_PROBLEM DETAILS_
Continue the passage on going to bed early and reviewing the day before sleep, starting after its last sentence.

The salutary regimen of retiring and rising early is very precious for the soul, and the duties of life much better fulfilled. The soul is calmer at night, calm as everything that is regular and not troubled and turned topsy-turvy by the thousand preoccupations of a too worldly life. In the evening, before going to sleep, we can fix our attention on ourselves, analyze the day, its thoughts, desires, and actions, praise, blame, or correct, and, as a skilful merchant, make an account of our losses and gains. Do not imagine such a practice is confined to narrow minds; it is the usage of reason and sound philosophy, as are all other practices of an enlightened devotion. Pagans as well as Christians have given us a lesson on this subject. Listen to Pythagoras: "Never allow sleep to close thine eyes before having examined every action of the day. In what have I failed? What have I done? What duty have I forgotten? Commence by the first of thy actions, run over the others; in fine, reproach thyself with what thou hast done ill, and rejoice in what thou hast done well." "What can be more beautiful," said Seneca, "than this habit of inquiring into a whole day? What sleep succeeds to such a review of one's actions! How calm, deep, and free it is when the soul has received its share of praise or blame, and, submitting to its own control, its own censure, it secretly tries its own conduct! For me, I have taken this authority on myself, and every day I cite myself to appear before the tribunal of my conscience. So soon as the light has gone, I scan my day entirely, weigh anew my acts and my words, dissemble nothing, and omit nothing." [Footnote 257] Adopt this habit, everything in you will gain by it—reason and piety; a sweet serenity will be diffused around your soul, and you will sleep in angelic peace somnus sanitatis in homine. [Footnote 258] You have sometimes seen children sleep. What calm! What sweetness of expression! What kindness of feature! What living and silent rest! This will be the image of your sleep.

_DATA EXTRACT_
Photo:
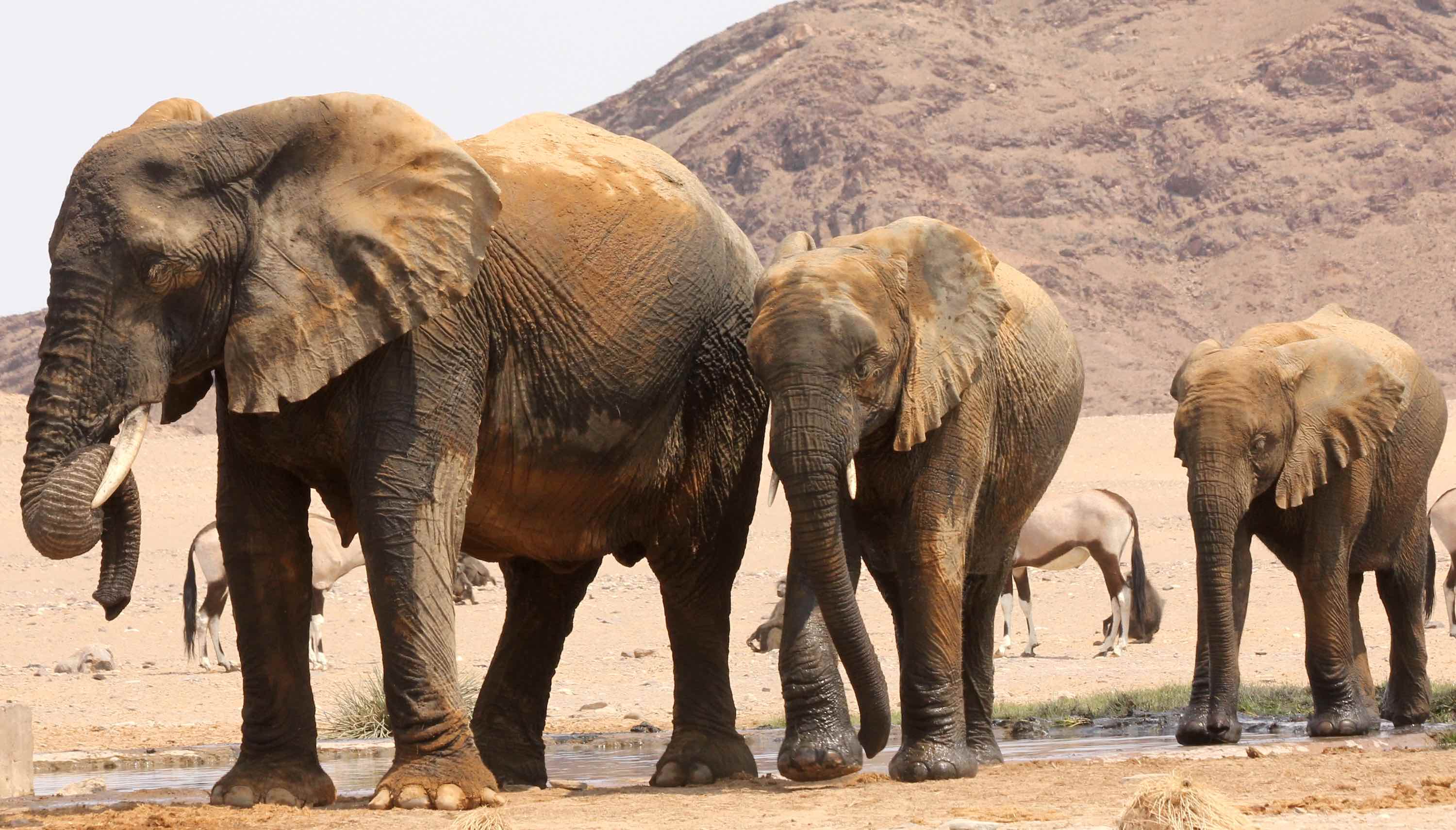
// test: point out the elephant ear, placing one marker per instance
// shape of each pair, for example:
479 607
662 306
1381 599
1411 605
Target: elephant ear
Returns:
369 222
956 311
1346 405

_FINAL RESULT_
[Footnote 257: Da la Colere, 1. 3. c. 36.]

[Footnote 258: Ecclus. xxxi.]

But—and now we touch a delicate point—it is the result of life's organization that you ought to get up in the morning. I hear already a deep sigh of fear from your trembling couch. First, then, let us understand the value of the words, Get up in the morning. I do not exhort you to imitate a very delicate lady, who said, during her sojourn at Vichy, "I commence my day at four o'clock in the morning, in order that my body may not take off too much from my soul." [Footnote 259]

[Footnote 259: Lettres de Madame Swetchine. t. ii. p. 111.]

I do not propose you this model, for I am very sure, if I opened a register, I should find very few members for the confraternity of Madame Swetchine. Let us leave, then, the value of the expression slightly undecided. Get up in the morning; let it only be the earliest hour possible, and this, perhaps may be too late. Once, however, the hour of your rising determined, hold to it, with a firmness proportioned to the difficulty of the step, and let the unfortunate bed shut up again the magnetic fluid whereby one is drawn to it, I do not say in spite of one's self, but with a sweetness of violence which nails one to the post. I avow we are here in face of one of the most terrible of enemies, and this enemy the pillow. When we want to leave it in the morning, it assumes the artificial language of the siren, and caresses us with tender precaution. It seems to say: Why do you leave me? are you not better here? what a sweet temperature! what inappreciable well-being! don't you see it is too soon? do you not feel your limbs too tired, and as yet enjoying a very incomplete repose? Touch your forehead and you will see you begin to have headache; a few quarters of an hour more will dissipate it; to-morrow you will rise earlier! Then it's so cold out of bed: why brave the inclemency of the seasons? The day is long enough; you will have time enough for everything; in truth, do not be so severe with yourself. After such eloquent language the dear pillow extends its two arms to entangle you, and soon the victory is consummated; true, it was easy, none are so happy as the vanquished; and behold you fallen again and buried for several hours more.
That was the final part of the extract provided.